=== Exercise prompt ===
When a line in the listing contains the string "this", pick it out and copy it.

=== Source data ===
*** Block opens ***
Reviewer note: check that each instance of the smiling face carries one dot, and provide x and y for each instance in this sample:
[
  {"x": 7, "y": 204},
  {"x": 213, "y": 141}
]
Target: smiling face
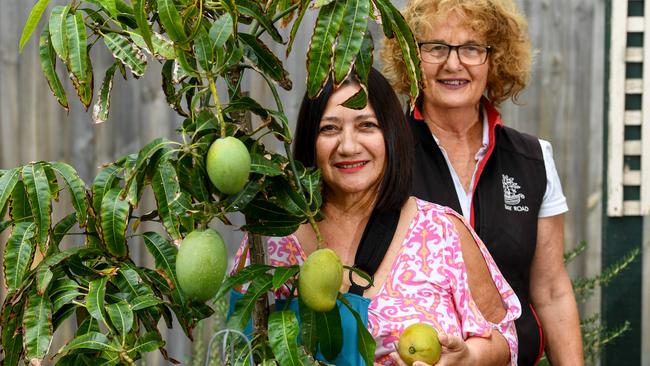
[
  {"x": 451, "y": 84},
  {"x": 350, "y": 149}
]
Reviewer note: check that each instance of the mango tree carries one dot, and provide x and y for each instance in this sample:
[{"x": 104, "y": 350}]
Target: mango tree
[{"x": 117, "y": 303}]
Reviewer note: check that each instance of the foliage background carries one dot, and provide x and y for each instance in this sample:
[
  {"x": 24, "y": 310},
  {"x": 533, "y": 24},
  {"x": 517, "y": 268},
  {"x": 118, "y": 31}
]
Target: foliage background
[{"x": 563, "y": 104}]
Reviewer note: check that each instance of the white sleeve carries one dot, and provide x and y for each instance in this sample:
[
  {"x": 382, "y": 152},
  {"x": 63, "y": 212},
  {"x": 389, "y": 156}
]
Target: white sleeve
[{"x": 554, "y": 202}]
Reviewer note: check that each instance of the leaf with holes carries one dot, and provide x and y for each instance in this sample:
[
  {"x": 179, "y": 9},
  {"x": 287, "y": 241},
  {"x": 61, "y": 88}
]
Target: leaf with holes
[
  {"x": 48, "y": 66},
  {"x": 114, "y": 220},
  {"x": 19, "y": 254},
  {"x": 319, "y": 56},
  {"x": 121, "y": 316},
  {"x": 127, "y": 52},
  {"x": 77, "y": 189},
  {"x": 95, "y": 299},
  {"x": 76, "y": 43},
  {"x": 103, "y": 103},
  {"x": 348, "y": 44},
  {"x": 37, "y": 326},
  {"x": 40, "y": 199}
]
*** Block closes ***
*** Block opens ***
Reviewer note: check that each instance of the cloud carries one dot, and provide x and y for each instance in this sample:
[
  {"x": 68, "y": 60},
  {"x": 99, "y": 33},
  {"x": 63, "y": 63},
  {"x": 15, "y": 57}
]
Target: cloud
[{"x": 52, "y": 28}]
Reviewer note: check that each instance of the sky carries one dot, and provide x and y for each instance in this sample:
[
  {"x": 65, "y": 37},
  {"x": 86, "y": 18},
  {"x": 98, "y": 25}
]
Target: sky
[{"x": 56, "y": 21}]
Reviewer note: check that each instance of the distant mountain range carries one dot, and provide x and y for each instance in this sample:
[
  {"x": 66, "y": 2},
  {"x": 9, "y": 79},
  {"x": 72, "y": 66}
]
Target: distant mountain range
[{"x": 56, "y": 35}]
*** Block closes ***
*** Block opens ***
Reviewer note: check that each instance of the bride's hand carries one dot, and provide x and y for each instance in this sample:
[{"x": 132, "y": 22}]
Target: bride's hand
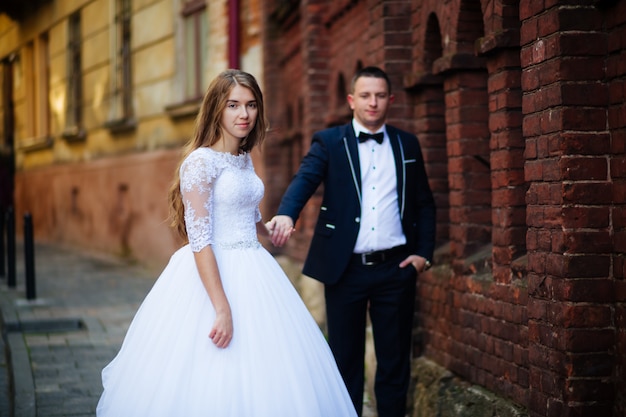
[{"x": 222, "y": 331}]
*** Block closes ***
=== Result of the exercise ===
Reviewer note: check that each instance of the smiling face carries one dot, and provide x and y for each instance in this sample:
Reviewer note: check that each instance of the mango tree carries one dot, and provide x and y for each instance in this sample:
Reviewer note: check that each instance of the foliage background carries one dot, and provide x and y for each instance in this sample:
Reviewer note: check that each instance of the white sleeve carries one dot, and provide x and y for each instance in this sample:
Reviewer note: check that each instance of the leaf with holes carries one dot, and provide x and y for each instance in this sample:
Reviewer note: check that each instance of the cloud carries one dot, and provide x and y for each instance in this sample:
Reviewer note: check that each instance of the sky carries one dot, and provide x and y for each instance in this sample:
Reviewer note: check that each instance of the distant mountain range carries one dot, and provide x and y for each instance in this sample:
Reviewer note: check that each instance of the bride's hand carries one dot, and provide x and y for each instance in this sample:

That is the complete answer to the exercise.